Basic MIDI Transformer

A PyTorch implementation of a Transformer model for MIDI music generation. This model can learn patterns from MIDI files and generate new music sequences in a similar style.

NOTE:

This implementation has no proper beat quantization resulting in the melodies being "off beat". This is also a single track generator for single track melodies (e.g. no sampling for melodies + drums + bass).

Features

Transformer-based architecture with Rotary Position Embedding (RoPE)
Autoregressive text generation approach adapted for MIDI sequences
Custom MIDI dataset loader with augmentation options
Mixed precision training with gradient accumulation
Real-time training visualization and sample generation
Checkpointing system

Setup

Create the following folder structure:

.
├── content
│   ├── dataset/      # Place your MIDI files here
│   ├── checkpoints/  # Model checkpoints will be saved here
│   └── samples/      # Generated samples will be saved here

Install the required dependencies:

pip install torch einops tqdm matplotlib

Training

Place your MIDI files in the content/dataset folder
Adjust hyperparameters in the Args class if needed:

class Args:
    def __init__(self):
        self.seq_len = 100        # Sequence length for training
        self.dim = 512            # Model dimension
        self.depth = 6            # Number of transformer layers
        self.heads = 8            # Number of attention heads
        self.dim_head = 64        # Dimension per head
        self.dropout = 0.1        # Dropout rate
        self.batch_size = 2       # Batch size
        self.grad_accum = 2       # Gradient accumulation steps
        self.lr = 3e-4            # Learning rate
        self.num_epochs = 60      # Number of training epochs

Run the training script:

python custom_training.py

V1

You may also use the custom_loader to generate sequences using the v1.0.pt model for exploration or finetuning.

▸ SUPPLIED DATA
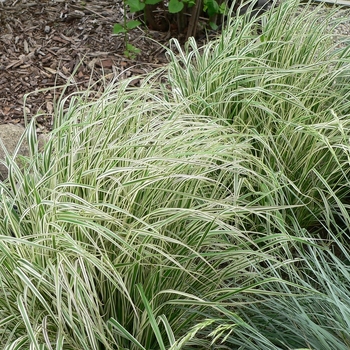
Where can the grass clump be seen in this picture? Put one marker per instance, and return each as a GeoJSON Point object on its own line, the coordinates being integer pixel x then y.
{"type": "Point", "coordinates": [213, 214]}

▸ PROBLEM TO SOLVE
According to the MIDI Transformer page, in which folder should the MIDI files for training be placed? Rely only on the text to answer.

▸ OUTPUT OF THE EXERCISE
The MIDI files go in the content/dataset folder.